Only the lines from the one with "of the treeline" to the end of the data, both ends included, should be output, exactly as they stand and without pictures.
━━━━━ Records to use ━━━━━
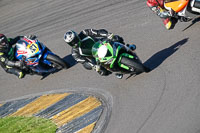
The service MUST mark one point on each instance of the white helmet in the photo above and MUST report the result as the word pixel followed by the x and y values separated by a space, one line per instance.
pixel 102 51
pixel 71 38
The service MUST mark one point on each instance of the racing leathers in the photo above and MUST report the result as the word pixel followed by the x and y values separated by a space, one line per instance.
pixel 88 37
pixel 7 59
pixel 157 6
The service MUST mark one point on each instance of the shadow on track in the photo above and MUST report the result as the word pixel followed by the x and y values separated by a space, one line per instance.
pixel 70 60
pixel 157 59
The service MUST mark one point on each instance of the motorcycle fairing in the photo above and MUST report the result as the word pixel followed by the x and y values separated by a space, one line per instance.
pixel 30 50
pixel 176 5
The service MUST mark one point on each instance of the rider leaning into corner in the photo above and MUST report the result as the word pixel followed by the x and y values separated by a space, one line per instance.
pixel 75 40
pixel 7 57
pixel 157 6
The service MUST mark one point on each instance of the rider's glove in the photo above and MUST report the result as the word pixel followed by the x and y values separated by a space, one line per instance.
pixel 96 68
pixel 110 36
pixel 19 64
pixel 32 37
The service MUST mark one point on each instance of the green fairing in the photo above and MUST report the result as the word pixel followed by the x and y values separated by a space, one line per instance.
pixel 107 58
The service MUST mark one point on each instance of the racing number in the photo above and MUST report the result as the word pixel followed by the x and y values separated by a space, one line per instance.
pixel 33 48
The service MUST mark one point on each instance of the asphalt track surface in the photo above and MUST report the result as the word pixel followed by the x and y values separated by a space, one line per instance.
pixel 165 100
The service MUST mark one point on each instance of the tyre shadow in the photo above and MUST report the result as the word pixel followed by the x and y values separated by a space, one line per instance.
pixel 70 60
pixel 158 58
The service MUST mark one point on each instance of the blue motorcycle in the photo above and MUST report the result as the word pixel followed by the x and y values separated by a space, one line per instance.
pixel 37 57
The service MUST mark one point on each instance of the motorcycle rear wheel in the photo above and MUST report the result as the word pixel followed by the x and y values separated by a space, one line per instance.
pixel 133 63
pixel 57 62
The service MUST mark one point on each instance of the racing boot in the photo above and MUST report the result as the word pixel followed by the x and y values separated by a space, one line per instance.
pixel 169 23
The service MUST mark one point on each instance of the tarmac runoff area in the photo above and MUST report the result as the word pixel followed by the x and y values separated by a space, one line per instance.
pixel 71 111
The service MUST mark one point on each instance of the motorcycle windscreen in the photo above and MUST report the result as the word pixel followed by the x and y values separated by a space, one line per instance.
pixel 176 5
pixel 86 47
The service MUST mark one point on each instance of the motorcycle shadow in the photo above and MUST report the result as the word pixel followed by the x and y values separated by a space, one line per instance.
pixel 68 59
pixel 193 22
pixel 157 59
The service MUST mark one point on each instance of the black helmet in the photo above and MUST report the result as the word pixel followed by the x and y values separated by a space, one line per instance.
pixel 72 38
pixel 4 45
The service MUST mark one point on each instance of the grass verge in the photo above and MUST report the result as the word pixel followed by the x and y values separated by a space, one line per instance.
pixel 26 125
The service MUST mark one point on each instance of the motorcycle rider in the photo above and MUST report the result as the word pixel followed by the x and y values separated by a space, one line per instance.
pixel 7 59
pixel 157 6
pixel 75 40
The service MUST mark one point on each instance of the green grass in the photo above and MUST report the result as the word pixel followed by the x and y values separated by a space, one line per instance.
pixel 26 125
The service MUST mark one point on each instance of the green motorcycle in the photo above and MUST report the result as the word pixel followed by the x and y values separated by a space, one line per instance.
pixel 116 57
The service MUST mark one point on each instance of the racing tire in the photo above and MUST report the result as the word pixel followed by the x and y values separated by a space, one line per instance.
pixel 135 64
pixel 57 62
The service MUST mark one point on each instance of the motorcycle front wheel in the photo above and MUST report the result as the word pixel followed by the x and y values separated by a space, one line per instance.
pixel 57 62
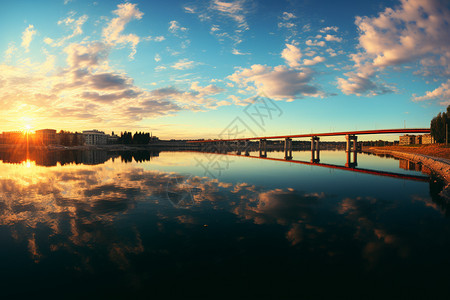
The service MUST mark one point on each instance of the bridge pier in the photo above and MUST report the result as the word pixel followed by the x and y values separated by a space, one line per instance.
pixel 351 142
pixel 315 149
pixel 262 148
pixel 288 149
pixel 352 163
pixel 246 148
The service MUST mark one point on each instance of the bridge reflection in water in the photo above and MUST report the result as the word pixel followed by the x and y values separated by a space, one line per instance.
pixel 350 165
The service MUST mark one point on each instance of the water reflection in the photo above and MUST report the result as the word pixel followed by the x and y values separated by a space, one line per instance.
pixel 50 158
pixel 127 229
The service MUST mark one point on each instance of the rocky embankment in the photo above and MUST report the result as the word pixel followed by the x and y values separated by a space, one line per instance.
pixel 439 165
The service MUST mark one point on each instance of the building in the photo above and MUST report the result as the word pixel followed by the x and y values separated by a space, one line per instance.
pixel 407 139
pixel 427 139
pixel 95 137
pixel 46 136
pixel 418 139
pixel 113 139
pixel 13 137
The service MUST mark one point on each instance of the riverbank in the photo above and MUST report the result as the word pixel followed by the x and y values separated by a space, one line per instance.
pixel 436 157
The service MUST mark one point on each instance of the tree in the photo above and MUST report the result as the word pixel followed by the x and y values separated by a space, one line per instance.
pixel 438 126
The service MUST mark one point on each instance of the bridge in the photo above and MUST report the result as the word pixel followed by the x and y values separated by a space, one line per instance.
pixel 344 168
pixel 350 136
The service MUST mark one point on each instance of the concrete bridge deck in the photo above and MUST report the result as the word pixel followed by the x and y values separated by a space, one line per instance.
pixel 341 133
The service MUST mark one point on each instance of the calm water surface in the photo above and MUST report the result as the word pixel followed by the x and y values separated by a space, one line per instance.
pixel 185 224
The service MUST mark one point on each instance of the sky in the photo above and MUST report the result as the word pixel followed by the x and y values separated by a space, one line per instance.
pixel 216 69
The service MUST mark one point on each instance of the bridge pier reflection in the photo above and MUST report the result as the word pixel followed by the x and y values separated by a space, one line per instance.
pixel 351 142
pixel 352 163
pixel 262 148
pixel 288 149
pixel 315 149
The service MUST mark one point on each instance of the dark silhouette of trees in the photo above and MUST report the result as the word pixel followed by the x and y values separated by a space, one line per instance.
pixel 64 138
pixel 438 124
pixel 138 138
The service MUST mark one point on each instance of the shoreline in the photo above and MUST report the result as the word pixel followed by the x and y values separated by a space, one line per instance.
pixel 440 166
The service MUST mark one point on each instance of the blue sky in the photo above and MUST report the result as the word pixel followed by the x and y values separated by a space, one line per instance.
pixel 195 69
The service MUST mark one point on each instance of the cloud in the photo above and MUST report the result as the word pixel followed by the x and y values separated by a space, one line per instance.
pixel 442 93
pixel 10 51
pixel 279 83
pixel 414 31
pixel 314 61
pixel 329 28
pixel 234 9
pixel 332 38
pixel 183 64
pixel 196 99
pixel 75 25
pixel 292 55
pixel 175 27
pixel 358 84
pixel 97 97
pixel 27 37
pixel 315 43
pixel 86 56
pixel 189 10
pixel 207 90
pixel 109 81
pixel 112 34
pixel 237 52
pixel 287 16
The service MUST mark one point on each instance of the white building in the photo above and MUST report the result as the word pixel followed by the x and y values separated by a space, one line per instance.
pixel 95 137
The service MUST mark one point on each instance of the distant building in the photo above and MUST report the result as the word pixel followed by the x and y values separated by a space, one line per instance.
pixel 12 137
pixel 113 139
pixel 95 137
pixel 407 140
pixel 46 136
pixel 427 139
pixel 418 139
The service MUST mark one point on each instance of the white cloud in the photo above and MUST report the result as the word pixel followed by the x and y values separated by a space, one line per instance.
pixel 175 27
pixel 332 38
pixel 329 28
pixel 292 55
pixel 75 25
pixel 234 9
pixel 315 43
pixel 189 10
pixel 414 31
pixel 113 32
pixel 27 37
pixel 287 16
pixel 207 90
pixel 10 51
pixel 314 61
pixel 183 64
pixel 279 83
pixel 237 52
pixel 442 93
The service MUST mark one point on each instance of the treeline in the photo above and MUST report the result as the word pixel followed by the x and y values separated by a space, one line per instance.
pixel 438 126
pixel 67 138
pixel 139 138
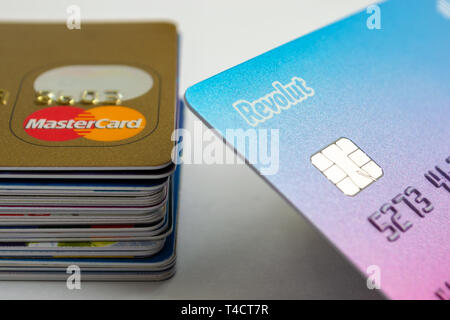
━━━━━
> _Worked solution_:
The service MUST mark one point on each instance of the treeline in the photo above and MUST report the result as the word pixel followed by the x and y values separated by a space, one line per instance.
pixel 438 126
pixel 67 138
pixel 139 138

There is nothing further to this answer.